_问题描述_: 抄写下文神经网络实例教程中从“本文采用一个模拟数据集进行神”起一直到“c=labels, s=10, cmap=plt.cm.Spectral)”为止的全部文字。

_原文摘录_:
______

神经网络实例Python

      本文采用一个模拟数据集进行神经网络的训练,相关知识点包括数据预处理、BN层、神经网络模型、梯度反向传播、梯度检查、监测训练过程、超参数随机搜索等,使读者掌握一个完整的机器学习流程。

1、生成数据

     生成一个线性不可分的数据集,它是一个随时间增长的振荡数据。

import numpy as np
import matplotlib.pyplot as plt

# 显示数据
def show_data(X, labels):
    plt.scatter(X[:, 0], X[:, 1], c=labels, s=10, cmap=plt.cm.Spectral)
    plt.show()

def gen_random_data(dim, N_class, num_samp_per_class):
    num_examples = num_samp_per_class*N_class
    X = np.random.randn(num_examples, dim) # data matrix (each row = single example)
    labels = np.random.randint(N_class, size = num_examples) # class labels
    show_data(X, labels)
    return (X, labels)

______

_数据条目_:

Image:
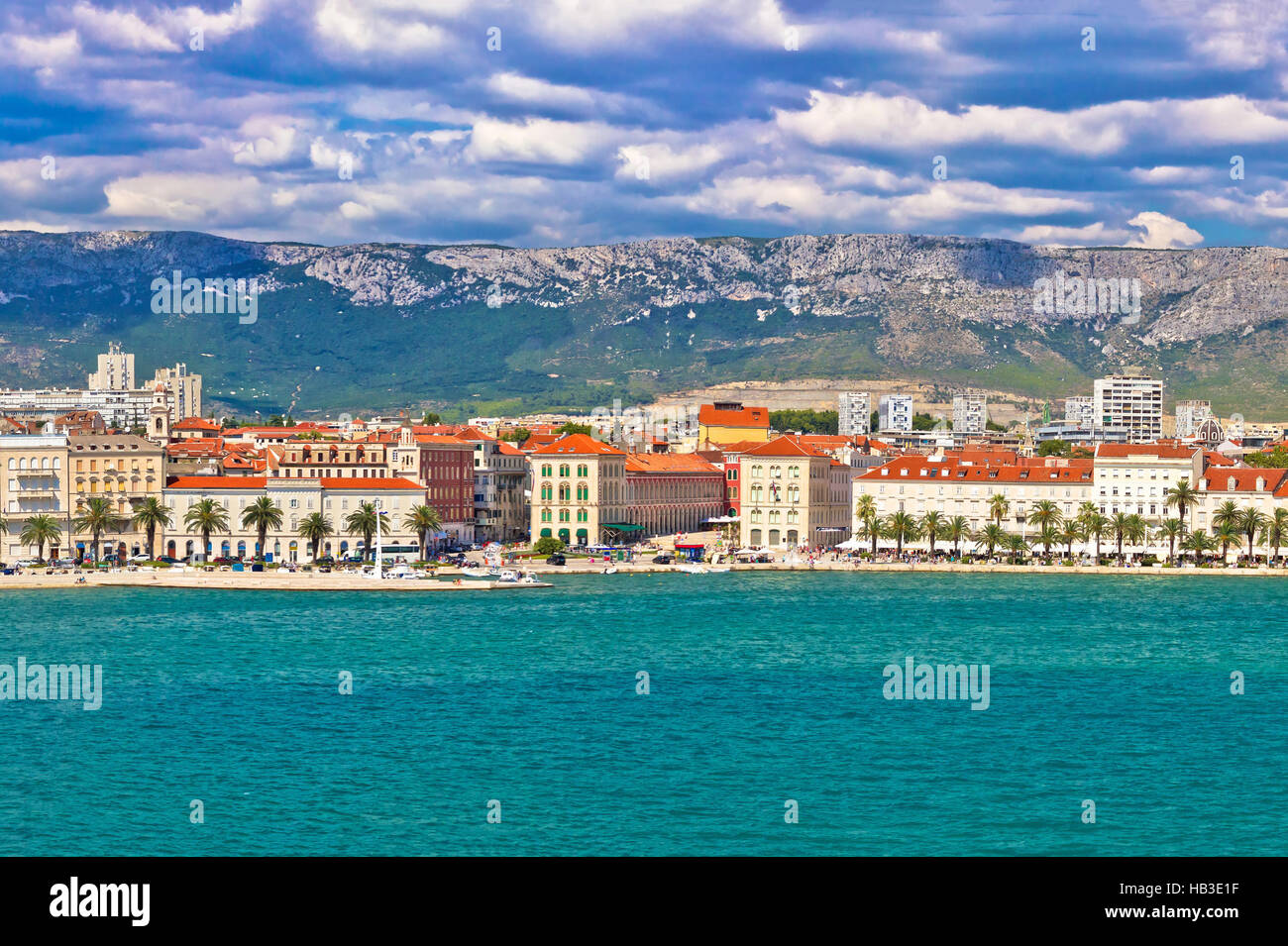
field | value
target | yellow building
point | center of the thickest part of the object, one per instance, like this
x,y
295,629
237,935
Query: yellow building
x,y
579,493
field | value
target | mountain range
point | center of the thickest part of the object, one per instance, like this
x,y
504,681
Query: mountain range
x,y
484,328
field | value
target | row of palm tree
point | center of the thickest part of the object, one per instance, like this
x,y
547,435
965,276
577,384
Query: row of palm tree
x,y
1052,529
210,517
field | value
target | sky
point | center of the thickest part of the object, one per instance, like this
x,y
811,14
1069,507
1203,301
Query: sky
x,y
568,123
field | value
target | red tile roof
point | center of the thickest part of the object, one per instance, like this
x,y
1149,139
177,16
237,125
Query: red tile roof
x,y
579,443
743,417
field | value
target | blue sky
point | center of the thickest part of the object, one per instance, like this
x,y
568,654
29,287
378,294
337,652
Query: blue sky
x,y
558,123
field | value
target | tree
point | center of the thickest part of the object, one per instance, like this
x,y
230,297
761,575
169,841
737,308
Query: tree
x,y
1250,521
1171,529
314,528
1046,537
991,537
423,519
1273,536
206,516
932,528
1120,525
1070,533
364,520
1018,546
149,515
1183,495
39,532
1198,542
999,508
902,528
870,524
1227,534
99,516
957,532
1055,448
548,545
262,515
805,421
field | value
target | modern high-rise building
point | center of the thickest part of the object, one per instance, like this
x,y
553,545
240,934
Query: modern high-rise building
x,y
854,413
894,412
970,412
1190,416
1078,409
115,370
1133,402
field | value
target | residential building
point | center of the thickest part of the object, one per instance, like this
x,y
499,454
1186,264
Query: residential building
x,y
34,482
580,493
894,412
791,498
668,493
1129,400
854,413
1190,415
1133,478
115,370
732,422
334,497
970,412
123,469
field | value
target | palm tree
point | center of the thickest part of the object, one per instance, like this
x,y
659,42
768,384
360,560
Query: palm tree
x,y
999,507
1250,521
870,527
902,528
1171,529
262,515
423,519
1197,542
1119,524
1095,525
1070,533
1273,536
932,528
38,532
149,515
1225,534
314,528
364,520
956,530
206,516
99,516
991,537
1183,495
1136,529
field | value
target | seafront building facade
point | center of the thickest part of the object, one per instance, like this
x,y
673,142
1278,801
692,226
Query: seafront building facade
x,y
296,497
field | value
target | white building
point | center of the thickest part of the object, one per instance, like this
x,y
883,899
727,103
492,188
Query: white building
x,y
1080,411
1190,416
115,370
894,412
854,413
1129,400
970,412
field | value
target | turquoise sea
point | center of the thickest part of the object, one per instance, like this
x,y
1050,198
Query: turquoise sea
x,y
763,687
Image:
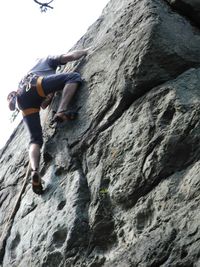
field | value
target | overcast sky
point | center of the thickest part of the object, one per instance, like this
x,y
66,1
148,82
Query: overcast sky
x,y
27,34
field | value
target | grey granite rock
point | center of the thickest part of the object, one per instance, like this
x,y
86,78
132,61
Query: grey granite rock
x,y
122,181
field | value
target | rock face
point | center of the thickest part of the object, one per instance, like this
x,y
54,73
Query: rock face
x,y
122,181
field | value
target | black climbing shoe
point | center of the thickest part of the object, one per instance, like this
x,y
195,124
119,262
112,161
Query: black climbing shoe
x,y
36,183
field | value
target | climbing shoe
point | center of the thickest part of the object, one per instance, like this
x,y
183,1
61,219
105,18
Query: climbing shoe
x,y
65,116
36,183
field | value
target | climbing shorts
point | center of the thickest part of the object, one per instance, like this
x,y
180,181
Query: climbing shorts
x,y
30,99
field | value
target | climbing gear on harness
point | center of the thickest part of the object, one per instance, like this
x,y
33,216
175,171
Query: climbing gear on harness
x,y
32,81
29,111
47,101
65,115
36,183
12,98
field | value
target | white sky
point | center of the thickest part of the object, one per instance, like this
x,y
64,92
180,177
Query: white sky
x,y
27,34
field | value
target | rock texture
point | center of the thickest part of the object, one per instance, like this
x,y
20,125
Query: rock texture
x,y
122,181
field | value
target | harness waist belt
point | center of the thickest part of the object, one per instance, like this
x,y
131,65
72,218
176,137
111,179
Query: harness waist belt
x,y
29,111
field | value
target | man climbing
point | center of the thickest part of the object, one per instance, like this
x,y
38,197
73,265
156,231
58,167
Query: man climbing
x,y
35,90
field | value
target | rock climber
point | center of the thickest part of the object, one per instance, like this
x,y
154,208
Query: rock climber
x,y
36,90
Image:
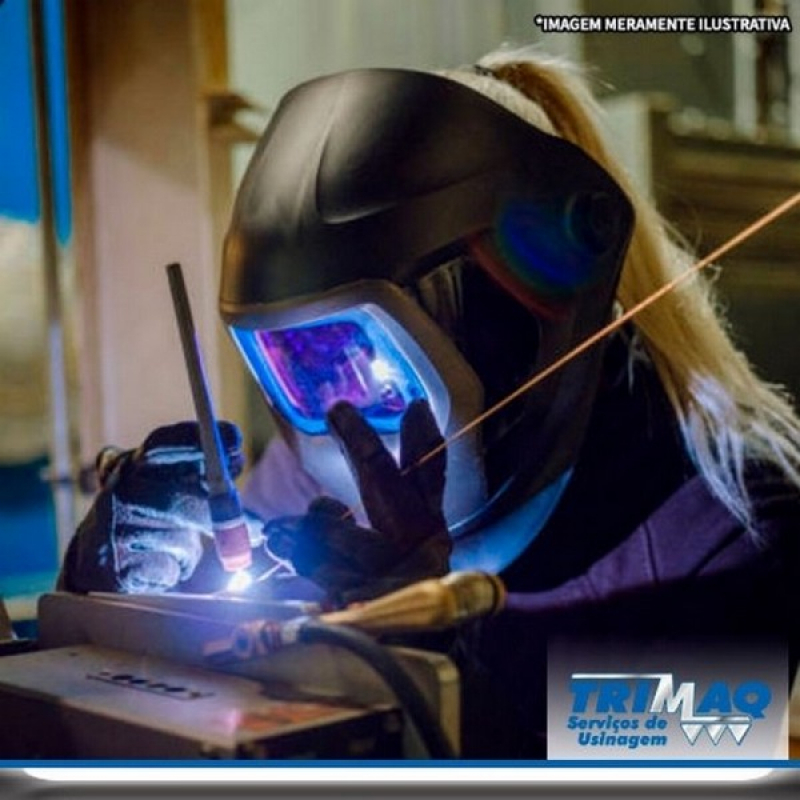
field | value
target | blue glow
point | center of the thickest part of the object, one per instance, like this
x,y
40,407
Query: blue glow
x,y
345,356
19,192
536,246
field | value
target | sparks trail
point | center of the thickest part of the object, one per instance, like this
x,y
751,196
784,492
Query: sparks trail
x,y
735,240
746,233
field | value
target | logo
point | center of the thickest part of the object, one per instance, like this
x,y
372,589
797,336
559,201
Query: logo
x,y
632,702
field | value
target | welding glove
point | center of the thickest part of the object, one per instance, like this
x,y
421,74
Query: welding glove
x,y
408,539
149,525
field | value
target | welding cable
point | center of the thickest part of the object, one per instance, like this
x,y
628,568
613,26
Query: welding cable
x,y
376,656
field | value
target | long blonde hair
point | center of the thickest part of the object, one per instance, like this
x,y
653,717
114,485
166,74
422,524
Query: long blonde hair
x,y
728,416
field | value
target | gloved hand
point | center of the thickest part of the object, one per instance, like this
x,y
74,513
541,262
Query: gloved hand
x,y
146,530
408,540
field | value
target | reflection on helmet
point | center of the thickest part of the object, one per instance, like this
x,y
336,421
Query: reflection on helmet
x,y
398,235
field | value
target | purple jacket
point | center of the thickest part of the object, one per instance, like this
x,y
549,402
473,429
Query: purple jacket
x,y
637,547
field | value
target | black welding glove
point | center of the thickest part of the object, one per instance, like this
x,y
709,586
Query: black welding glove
x,y
408,538
149,525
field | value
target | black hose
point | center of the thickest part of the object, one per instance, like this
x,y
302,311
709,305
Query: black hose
x,y
378,657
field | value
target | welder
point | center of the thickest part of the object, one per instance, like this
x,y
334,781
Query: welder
x,y
406,251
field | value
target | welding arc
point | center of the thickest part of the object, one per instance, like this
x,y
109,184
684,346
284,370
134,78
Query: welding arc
x,y
617,323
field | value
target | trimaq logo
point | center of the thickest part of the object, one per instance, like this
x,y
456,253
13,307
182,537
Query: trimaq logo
x,y
719,708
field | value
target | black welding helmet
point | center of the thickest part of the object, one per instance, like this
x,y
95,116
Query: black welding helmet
x,y
399,235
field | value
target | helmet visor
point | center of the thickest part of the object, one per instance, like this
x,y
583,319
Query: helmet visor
x,y
346,356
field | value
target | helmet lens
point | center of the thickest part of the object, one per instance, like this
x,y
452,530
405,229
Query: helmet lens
x,y
348,356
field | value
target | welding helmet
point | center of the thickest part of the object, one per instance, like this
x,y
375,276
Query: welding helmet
x,y
398,235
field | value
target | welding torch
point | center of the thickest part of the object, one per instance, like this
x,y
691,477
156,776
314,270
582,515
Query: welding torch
x,y
228,524
428,605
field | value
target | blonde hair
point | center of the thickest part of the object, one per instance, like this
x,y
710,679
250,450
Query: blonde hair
x,y
728,416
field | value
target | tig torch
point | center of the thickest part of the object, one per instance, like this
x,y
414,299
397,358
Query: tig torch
x,y
227,520
428,605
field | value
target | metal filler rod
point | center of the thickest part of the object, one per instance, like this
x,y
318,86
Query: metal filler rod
x,y
227,520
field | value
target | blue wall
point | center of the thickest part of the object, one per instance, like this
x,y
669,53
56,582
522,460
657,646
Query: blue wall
x,y
27,525
19,195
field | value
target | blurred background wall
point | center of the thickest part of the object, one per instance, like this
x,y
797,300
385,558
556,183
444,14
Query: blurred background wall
x,y
160,105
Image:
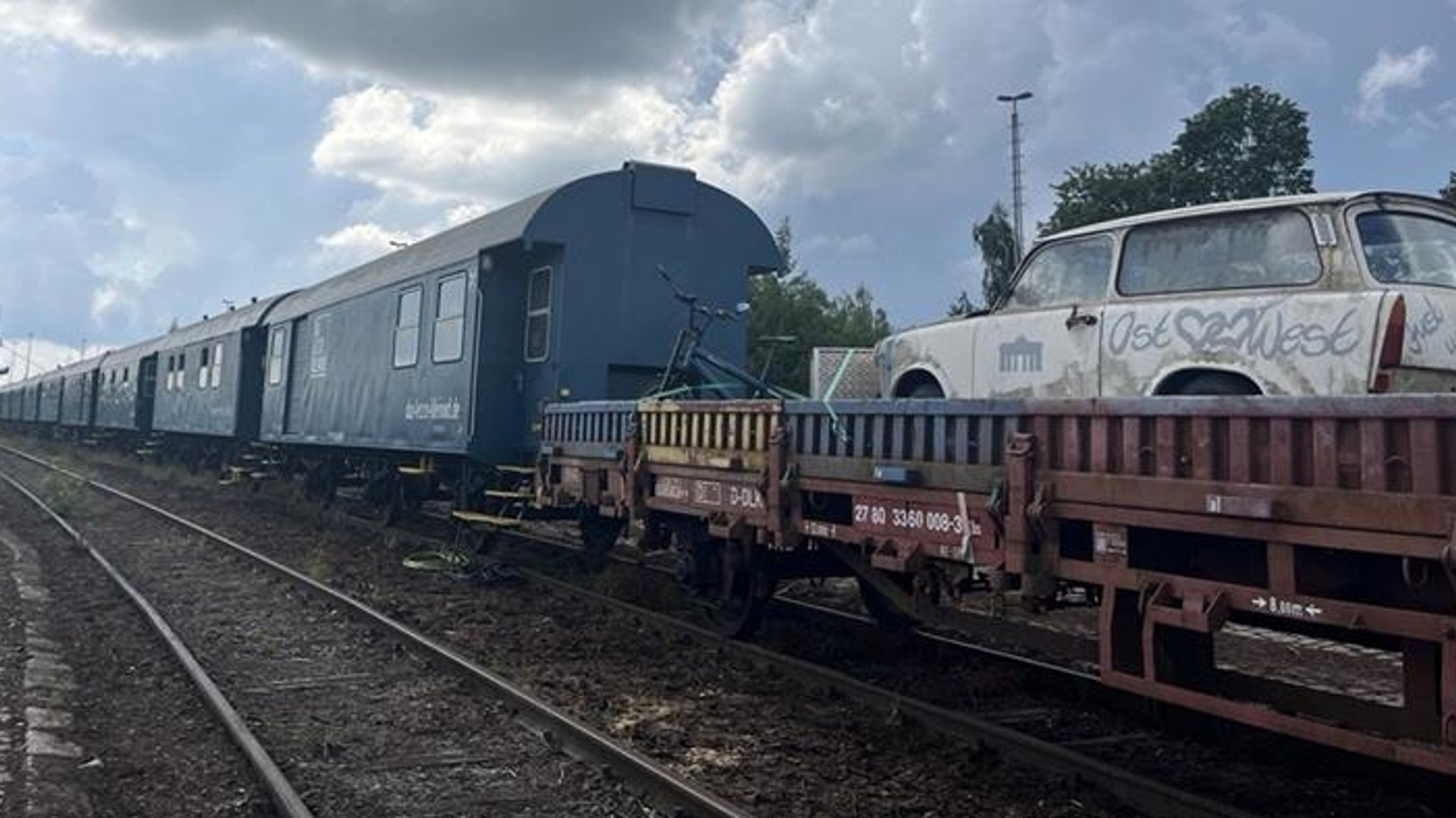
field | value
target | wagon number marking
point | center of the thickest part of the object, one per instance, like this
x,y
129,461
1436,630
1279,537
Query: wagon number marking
x,y
912,519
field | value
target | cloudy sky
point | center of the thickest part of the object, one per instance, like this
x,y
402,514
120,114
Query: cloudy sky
x,y
162,158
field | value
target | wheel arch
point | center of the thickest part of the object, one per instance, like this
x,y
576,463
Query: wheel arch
x,y
915,379
1207,380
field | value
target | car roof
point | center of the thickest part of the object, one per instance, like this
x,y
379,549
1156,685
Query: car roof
x,y
1297,200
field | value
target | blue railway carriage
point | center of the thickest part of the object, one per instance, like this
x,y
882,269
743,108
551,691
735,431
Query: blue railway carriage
x,y
11,402
208,377
447,347
126,387
48,390
79,393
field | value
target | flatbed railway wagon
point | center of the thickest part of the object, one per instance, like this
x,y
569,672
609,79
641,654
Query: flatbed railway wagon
x,y
1181,519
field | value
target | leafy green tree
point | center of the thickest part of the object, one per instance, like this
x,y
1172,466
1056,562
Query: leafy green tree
x,y
996,239
997,244
1248,143
1244,144
1098,193
791,315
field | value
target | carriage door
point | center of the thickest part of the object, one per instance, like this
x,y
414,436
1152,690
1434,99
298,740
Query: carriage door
x,y
146,392
297,376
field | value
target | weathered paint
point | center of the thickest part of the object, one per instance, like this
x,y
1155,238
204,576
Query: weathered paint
x,y
1320,337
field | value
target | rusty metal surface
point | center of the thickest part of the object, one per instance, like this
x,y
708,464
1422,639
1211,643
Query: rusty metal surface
x,y
1300,516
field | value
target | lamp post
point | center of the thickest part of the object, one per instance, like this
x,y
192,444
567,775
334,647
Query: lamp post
x,y
1015,162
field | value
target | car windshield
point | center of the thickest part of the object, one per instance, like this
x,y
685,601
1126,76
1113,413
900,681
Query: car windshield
x,y
1407,248
1221,252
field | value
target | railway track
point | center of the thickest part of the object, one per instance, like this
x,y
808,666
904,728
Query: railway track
x,y
1096,734
1034,719
341,709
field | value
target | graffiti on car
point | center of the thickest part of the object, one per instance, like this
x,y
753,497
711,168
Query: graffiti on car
x,y
1257,330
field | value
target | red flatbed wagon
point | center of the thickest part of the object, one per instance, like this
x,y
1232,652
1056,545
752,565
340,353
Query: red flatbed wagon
x,y
1331,519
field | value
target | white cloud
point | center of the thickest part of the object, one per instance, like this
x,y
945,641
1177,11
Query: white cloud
x,y
357,244
1391,72
450,149
26,22
43,355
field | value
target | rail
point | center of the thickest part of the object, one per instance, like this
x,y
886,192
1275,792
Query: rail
x,y
575,737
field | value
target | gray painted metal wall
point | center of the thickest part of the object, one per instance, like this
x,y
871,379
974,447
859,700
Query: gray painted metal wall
x,y
204,397
611,321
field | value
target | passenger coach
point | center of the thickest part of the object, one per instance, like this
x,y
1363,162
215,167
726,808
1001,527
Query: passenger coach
x,y
447,347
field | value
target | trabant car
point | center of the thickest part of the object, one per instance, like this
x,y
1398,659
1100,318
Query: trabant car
x,y
1311,294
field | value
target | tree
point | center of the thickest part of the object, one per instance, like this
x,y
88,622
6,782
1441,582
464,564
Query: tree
x,y
1098,193
791,315
1248,143
996,239
1244,144
997,244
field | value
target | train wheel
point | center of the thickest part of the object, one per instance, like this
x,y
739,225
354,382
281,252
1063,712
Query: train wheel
x,y
743,594
386,498
597,534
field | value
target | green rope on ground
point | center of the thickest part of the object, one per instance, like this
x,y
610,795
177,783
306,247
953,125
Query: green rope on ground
x,y
436,559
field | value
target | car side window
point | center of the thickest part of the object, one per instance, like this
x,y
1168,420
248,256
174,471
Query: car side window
x,y
1065,274
1273,248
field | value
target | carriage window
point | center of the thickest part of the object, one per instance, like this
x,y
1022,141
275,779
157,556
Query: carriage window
x,y
407,328
319,351
1273,248
537,315
449,344
276,355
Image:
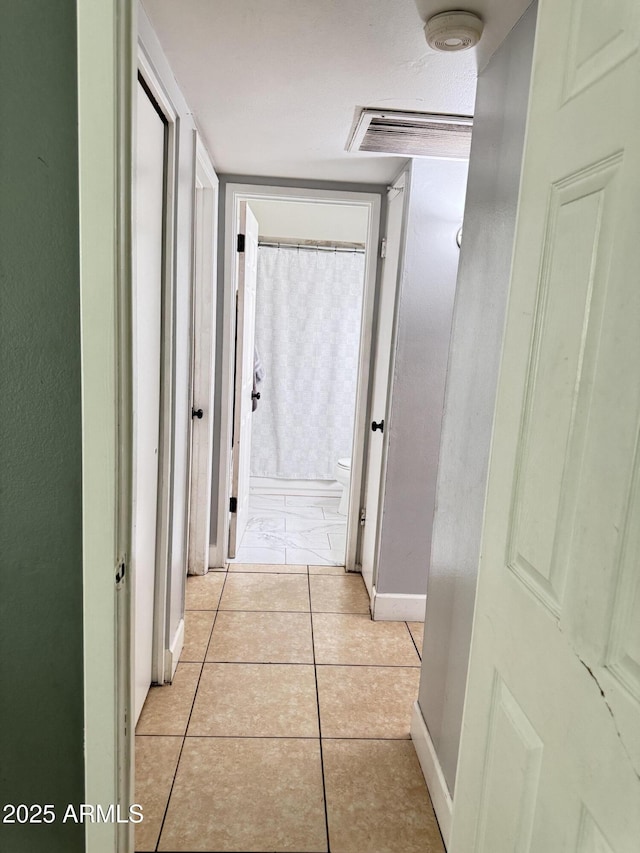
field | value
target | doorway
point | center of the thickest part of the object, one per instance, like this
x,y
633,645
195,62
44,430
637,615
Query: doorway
x,y
314,309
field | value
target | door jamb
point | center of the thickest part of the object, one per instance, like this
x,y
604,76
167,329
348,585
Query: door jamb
x,y
246,192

______

_完整解答_:
本文采用一个模拟数据集进行神经网络的训练,相关知识点包括数据预处理、BN层、神经网络模型、梯度反向传播、梯度检查、监测训练过程、超参数随机搜索等,使读者掌握一个完整的机器学习流程。

1、生成数据

     生成一个线性不可分的数据集,它是一个随时间增长的振荡数据。

import numpy as np
import matplotlib.pyplot as plt

# 显示数据
def show_data(X, labels):
    plt.scatter(X[:, 0], X[:, 1], c=labels, s=10, cmap=plt.cm.Spectral)